▶ **TASK TO COMPLETE**
This exercise needs the complete data reproduced exactly.

▶ **SOURCE MATERIAL**
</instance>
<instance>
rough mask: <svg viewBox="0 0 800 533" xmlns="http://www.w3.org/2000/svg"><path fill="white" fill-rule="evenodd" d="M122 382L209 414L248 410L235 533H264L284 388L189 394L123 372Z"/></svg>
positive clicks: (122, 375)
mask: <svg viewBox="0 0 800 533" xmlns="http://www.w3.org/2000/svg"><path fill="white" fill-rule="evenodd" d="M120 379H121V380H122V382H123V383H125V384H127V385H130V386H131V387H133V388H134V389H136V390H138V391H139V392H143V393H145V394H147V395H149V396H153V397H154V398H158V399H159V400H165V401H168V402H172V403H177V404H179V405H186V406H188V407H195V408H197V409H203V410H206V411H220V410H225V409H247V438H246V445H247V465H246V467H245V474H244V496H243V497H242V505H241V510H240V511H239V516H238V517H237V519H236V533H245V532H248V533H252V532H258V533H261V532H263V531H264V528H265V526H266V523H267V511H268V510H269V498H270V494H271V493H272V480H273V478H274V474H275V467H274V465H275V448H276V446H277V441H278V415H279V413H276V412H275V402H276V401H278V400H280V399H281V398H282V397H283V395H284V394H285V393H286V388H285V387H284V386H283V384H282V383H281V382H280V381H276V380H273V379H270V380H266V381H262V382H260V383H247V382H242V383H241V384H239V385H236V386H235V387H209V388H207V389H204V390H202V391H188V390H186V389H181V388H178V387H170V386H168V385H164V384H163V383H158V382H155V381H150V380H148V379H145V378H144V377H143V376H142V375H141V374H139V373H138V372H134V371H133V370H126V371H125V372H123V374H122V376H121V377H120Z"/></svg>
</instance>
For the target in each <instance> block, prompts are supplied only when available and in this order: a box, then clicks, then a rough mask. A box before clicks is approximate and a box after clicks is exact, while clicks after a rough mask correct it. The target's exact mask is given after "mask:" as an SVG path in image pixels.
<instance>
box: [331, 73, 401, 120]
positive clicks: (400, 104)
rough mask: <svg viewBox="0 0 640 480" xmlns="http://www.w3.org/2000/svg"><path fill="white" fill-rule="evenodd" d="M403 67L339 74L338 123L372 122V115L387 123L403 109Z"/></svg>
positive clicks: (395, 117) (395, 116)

▶ **ANSWER BELOW**
</instance>
<instance>
rough mask: <svg viewBox="0 0 800 533" xmlns="http://www.w3.org/2000/svg"><path fill="white" fill-rule="evenodd" d="M122 382L209 414L248 410L235 533H264L284 388L189 394L123 372Z"/></svg>
positive clicks: (122, 375)
mask: <svg viewBox="0 0 800 533" xmlns="http://www.w3.org/2000/svg"><path fill="white" fill-rule="evenodd" d="M120 379H121V380H122V382H123V383H125V384H127V385H130V386H131V387H133V388H134V389H136V390H138V391H139V392H143V393H145V394H147V395H149V396H153V397H154V398H158V399H159V400H165V401H168V402H172V403H177V404H179V405H186V406H188V407H195V408H197V409H203V410H206V411H220V410H225V409H247V438H246V445H247V465H246V467H245V474H244V496H243V497H242V505H241V510H240V511H239V516H238V517H237V519H236V533H245V532H248V533H252V532H258V533H261V532H263V531H264V528H265V526H266V523H267V511H268V510H269V498H270V494H271V493H272V480H273V478H274V474H275V467H274V465H275V448H276V446H277V441H278V415H279V413H276V412H275V402H276V401H278V400H280V399H281V398H282V397H283V395H284V394H285V393H286V388H285V387H284V386H283V384H282V383H281V382H280V381H276V380H273V379H270V380H266V381H262V382H260V383H247V382H242V383H241V384H239V385H236V386H235V387H209V388H207V389H204V390H202V391H188V390H186V389H181V388H178V387H170V386H168V385H164V384H163V383H158V382H155V381H150V380H148V379H145V378H144V377H143V376H142V375H141V374H139V373H138V372H134V371H133V370H126V371H125V372H123V374H122V376H121V377H120Z"/></svg>
</instance>
For the target in each <instance> block, prompts are supplied only when available and in this order: a box, then clicks, then a rough mask. A box before clicks is approximate and a box after clicks is exact, while clicks after a rough mask correct it. The target's exact mask is given after "mask:" as an SVG path in image pixels.
<instance>
box: [331, 73, 401, 120]
positive clicks: (400, 104)
rough mask: <svg viewBox="0 0 640 480" xmlns="http://www.w3.org/2000/svg"><path fill="white" fill-rule="evenodd" d="M403 67L339 74L338 123L372 122V115L387 123L403 109Z"/></svg>
positive clicks: (395, 117) (395, 116)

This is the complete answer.